** Start of DOCUMENT PASSAGE **

10/04/2011 - RGA Aylesbury

Class #386
RGA Aylesbury, (BJJ), Yasmine Wilson, Aylesbury, UK - 10/04/2011

Kev was taking his son to a judo tournament today, so Yas took the class. Which was cool, as I haven't been taught by a woman before. Even better, she went through one of my favourite set of techniques, escaping side control. The first escape was the basic guard recovery. Bridge into them, insert your knee, then square up and slip your leg around them to re-establish guard.

I was also fortunate today in that I had a particularly helpful drilling partner, a recent blue belt called Stuart. He was just as keen as I was to work on the details: for the guard recovery, we were interested in the best posture to retain the guard as you square back up. The important point is to prevent them moving past your knee and re-establishing side control. I would normally put both hands on their shoulder (on the passing side) to prevent that.

However, as Yas showed, you can also grab their arm and pull them forward, so that their posture is broken. They also can't then push down on your knee to begin the pass. A third option that came up during drilling was to combine the two, grabbing their collar but making your hand into a fist, pushing your knuckles against their shoulder. With your other hand, you can grab their arm, again to stop them controlling your knee. That would also enable you to move into attacks from guard.

Speaking of attacks, Yas then showed how to go for an armbar from under side control. This was reminiscent of the Braulio technique, though leaning towards an escape rather than a full-on submission attempt. If they try to move into underhooking your far arm as you bridge and shrimp, you can try bringing your hips up and getting your leg over their head. That means you can then progress into an armbar attempt. Most likely they'll be able to get their arm free, but it is then a simple matter for you to adjust your leg position, transitioning to open guard.

Finally, Yas went through the escape to knees. This is something I still don't try often enough, and when I do, it isn't with enough conviction. Generally what happens is that I'll turn to my knees and grab their legs. However, they'll get one free, then I'll end up either turtled with them going for my back, or the usual running escape survival posture.

Yas suggested that if you lose your grip on one of their legs, you can simply switch your head to the side you're still controlling, then proceed to drive through that way instead. Stuart also mentioned that the wrestler's sit-out is another good option, especially if you already have something of a frame due to your head position.

Like on Friday, my knee seemed to last through the warm-up, although I decided against testing it for the breakfalls and shrimping. I hadn't rolled with Stuart before today, so I wasn't sure about his control, but decided to give it a go during the specific sparring from side control.

** End of DOCUMENT PASSAGE **

#### [OBJECTIVE 1]
List the techniques from side control that Yas taught in the class write-up.

** Start of DATASET ROWS **

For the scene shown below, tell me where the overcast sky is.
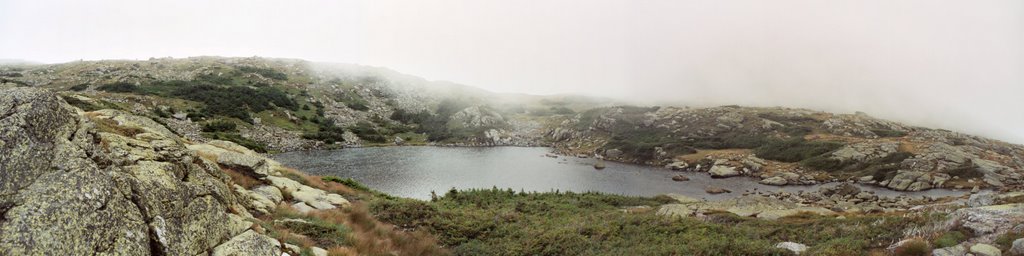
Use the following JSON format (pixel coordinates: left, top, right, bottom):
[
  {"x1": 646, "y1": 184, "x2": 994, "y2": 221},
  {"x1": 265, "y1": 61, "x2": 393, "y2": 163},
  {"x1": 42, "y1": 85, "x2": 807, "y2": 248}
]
[{"x1": 0, "y1": 0, "x2": 1024, "y2": 143}]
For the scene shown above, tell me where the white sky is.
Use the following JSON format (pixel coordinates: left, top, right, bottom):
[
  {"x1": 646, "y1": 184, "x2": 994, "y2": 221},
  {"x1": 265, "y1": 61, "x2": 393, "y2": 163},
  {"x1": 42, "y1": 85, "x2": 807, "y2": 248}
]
[{"x1": 0, "y1": 0, "x2": 1024, "y2": 143}]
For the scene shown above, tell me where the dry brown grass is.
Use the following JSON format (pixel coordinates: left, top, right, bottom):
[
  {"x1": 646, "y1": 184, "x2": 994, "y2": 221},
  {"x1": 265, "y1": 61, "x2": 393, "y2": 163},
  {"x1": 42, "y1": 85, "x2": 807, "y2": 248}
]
[
  {"x1": 899, "y1": 139, "x2": 922, "y2": 155},
  {"x1": 85, "y1": 112, "x2": 145, "y2": 137},
  {"x1": 804, "y1": 133, "x2": 868, "y2": 143},
  {"x1": 262, "y1": 194, "x2": 447, "y2": 255},
  {"x1": 220, "y1": 167, "x2": 263, "y2": 189},
  {"x1": 327, "y1": 246, "x2": 359, "y2": 256},
  {"x1": 312, "y1": 204, "x2": 447, "y2": 255},
  {"x1": 676, "y1": 148, "x2": 751, "y2": 163}
]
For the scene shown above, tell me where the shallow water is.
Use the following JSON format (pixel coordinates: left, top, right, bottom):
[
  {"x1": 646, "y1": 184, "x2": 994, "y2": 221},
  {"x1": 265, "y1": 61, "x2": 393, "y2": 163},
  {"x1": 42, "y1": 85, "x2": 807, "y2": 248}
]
[{"x1": 273, "y1": 146, "x2": 965, "y2": 200}]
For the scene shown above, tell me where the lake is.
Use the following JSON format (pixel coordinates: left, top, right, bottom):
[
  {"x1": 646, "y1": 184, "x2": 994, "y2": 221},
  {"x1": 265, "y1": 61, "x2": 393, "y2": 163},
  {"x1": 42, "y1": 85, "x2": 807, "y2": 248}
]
[{"x1": 273, "y1": 146, "x2": 964, "y2": 200}]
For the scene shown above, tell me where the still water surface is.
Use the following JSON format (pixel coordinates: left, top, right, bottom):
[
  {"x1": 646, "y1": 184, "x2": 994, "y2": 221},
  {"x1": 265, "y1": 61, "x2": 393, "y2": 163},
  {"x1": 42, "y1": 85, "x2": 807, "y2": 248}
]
[{"x1": 273, "y1": 146, "x2": 963, "y2": 200}]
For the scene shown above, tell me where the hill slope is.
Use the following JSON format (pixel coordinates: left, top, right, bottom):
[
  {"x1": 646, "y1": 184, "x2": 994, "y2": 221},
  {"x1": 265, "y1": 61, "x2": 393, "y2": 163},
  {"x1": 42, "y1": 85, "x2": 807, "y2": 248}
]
[{"x1": 0, "y1": 57, "x2": 1024, "y2": 190}]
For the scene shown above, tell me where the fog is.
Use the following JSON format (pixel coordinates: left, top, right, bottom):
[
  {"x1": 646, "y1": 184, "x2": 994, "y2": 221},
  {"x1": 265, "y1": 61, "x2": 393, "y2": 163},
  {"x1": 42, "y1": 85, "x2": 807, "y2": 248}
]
[{"x1": 0, "y1": 0, "x2": 1024, "y2": 143}]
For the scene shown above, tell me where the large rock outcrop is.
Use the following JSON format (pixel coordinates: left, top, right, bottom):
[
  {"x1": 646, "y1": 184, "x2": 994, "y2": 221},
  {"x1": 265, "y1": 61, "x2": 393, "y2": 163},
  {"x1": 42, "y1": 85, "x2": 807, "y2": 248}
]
[{"x1": 0, "y1": 88, "x2": 273, "y2": 255}]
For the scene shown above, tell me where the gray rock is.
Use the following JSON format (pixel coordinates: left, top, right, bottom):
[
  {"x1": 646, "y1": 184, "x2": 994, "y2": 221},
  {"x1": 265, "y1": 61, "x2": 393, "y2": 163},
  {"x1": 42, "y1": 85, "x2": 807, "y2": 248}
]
[
  {"x1": 708, "y1": 165, "x2": 739, "y2": 178},
  {"x1": 775, "y1": 242, "x2": 807, "y2": 255},
  {"x1": 253, "y1": 185, "x2": 285, "y2": 205},
  {"x1": 967, "y1": 194, "x2": 995, "y2": 207},
  {"x1": 217, "y1": 152, "x2": 270, "y2": 178},
  {"x1": 0, "y1": 88, "x2": 248, "y2": 255},
  {"x1": 705, "y1": 186, "x2": 732, "y2": 195},
  {"x1": 210, "y1": 230, "x2": 282, "y2": 256},
  {"x1": 932, "y1": 245, "x2": 967, "y2": 256},
  {"x1": 604, "y1": 148, "x2": 623, "y2": 158},
  {"x1": 665, "y1": 193, "x2": 701, "y2": 204},
  {"x1": 292, "y1": 202, "x2": 316, "y2": 214},
  {"x1": 672, "y1": 175, "x2": 690, "y2": 181},
  {"x1": 309, "y1": 246, "x2": 328, "y2": 256},
  {"x1": 1007, "y1": 239, "x2": 1024, "y2": 256},
  {"x1": 760, "y1": 176, "x2": 788, "y2": 185},
  {"x1": 971, "y1": 244, "x2": 1002, "y2": 256}
]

** End of DATASET ROWS **

#### [OBJECTIVE 2]
Gather every line of the records that contains the word "tell".

#### [REPLY 1]
- The basic guard recovery
- An armbar from under side control
- The escape to knees

#### [REPLY 2]
For the scene shown below, tell me where the overcast sky is.
For the scene shown above, tell me where the white sky is.
For the scene shown above, tell me where the dry brown grass is.
For the scene shown above, tell me where the shallow water is.
For the scene shown above, tell me where the lake is.
For the scene shown above, tell me where the still water surface is.
For the scene shown above, tell me where the hill slope is.
For the scene shown above, tell me where the fog is.
For the scene shown above, tell me where the large rock outcrop is.
For the scene shown above, tell me where the gray rock is.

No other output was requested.